> [Given task]: Name every file format that the data virtualization post below gives as an example for ingesting data into HDFS.

> [Passage]:
— start —
25 de January de 2019

Data Virtualization (DaaS)

These days the Hadoop Ecosystem is a freaking pain when you think about frameworks that you can work with.

You typically ingest data to HDFS in some sort of file format (Text Input format, Parquet, Avro, whatever) then you put some data in HBase, after that you still want to access some data in a bunch of Oracle Databases, cross it with MongoDB and so on and so on… then you get a call from an upset Data Analyst that something is missing from one of its Machine Learning models and all hell breaks lose. Now you have to revisit most of the layers, check with the database team to see what happened, see if all those frameworks and workflows are working correctly… it’s a pain in the ass!

Now multiply this by the number of concurrent projects and developers you have on top of the Data Lake…

These days it’s all about agility and speed. Developers in general, Data Analysts don’t want to deal with stuff like Oozie Workflows, batch processing, heck… they don’t even want to wait for the Map Reduce jobs do finish in a normal way, even if they have the entire cluster resources on their DRP!

The past few days I’ve been investigating something, that in my opinion makes a lot of sense for some data boys and girls, heck… even for us Big Data Engineers this could be very helpful. I’m talking about Data Virtualization or Data-as-a-Service. One of the most interesting platforms in the market is Dremio.
— end —
> [Supplied data]:
— start —
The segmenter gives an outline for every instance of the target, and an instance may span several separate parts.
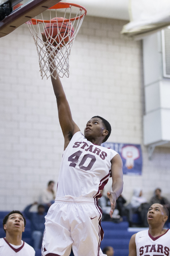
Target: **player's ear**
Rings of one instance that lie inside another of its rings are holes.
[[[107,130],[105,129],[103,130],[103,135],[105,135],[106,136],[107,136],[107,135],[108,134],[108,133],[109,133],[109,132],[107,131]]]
— end —
— start —
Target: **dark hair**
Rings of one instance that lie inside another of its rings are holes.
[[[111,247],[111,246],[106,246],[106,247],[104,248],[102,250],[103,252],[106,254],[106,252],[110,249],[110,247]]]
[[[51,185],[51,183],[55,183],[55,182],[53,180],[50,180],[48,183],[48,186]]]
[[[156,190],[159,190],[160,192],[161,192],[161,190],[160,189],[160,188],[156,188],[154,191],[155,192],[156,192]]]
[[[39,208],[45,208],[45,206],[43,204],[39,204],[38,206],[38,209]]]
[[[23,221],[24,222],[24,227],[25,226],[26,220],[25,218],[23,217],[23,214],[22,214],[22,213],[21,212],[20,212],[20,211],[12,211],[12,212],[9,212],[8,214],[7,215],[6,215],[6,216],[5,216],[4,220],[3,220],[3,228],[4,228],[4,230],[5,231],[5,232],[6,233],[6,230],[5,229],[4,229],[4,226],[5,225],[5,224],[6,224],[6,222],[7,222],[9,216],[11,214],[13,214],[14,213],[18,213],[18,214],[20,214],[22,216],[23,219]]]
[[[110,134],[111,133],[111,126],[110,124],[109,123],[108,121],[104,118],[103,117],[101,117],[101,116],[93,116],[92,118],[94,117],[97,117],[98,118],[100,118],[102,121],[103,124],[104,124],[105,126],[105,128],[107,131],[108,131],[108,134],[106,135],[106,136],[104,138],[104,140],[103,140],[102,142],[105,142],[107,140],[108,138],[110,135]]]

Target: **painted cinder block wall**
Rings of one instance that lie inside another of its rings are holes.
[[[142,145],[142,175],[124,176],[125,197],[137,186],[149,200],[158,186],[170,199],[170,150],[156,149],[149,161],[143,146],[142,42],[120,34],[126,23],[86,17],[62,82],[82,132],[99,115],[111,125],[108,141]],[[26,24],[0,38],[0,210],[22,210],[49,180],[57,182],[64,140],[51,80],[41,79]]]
— end —
> [Exercise solution]: Text Input format, Parquet, Avro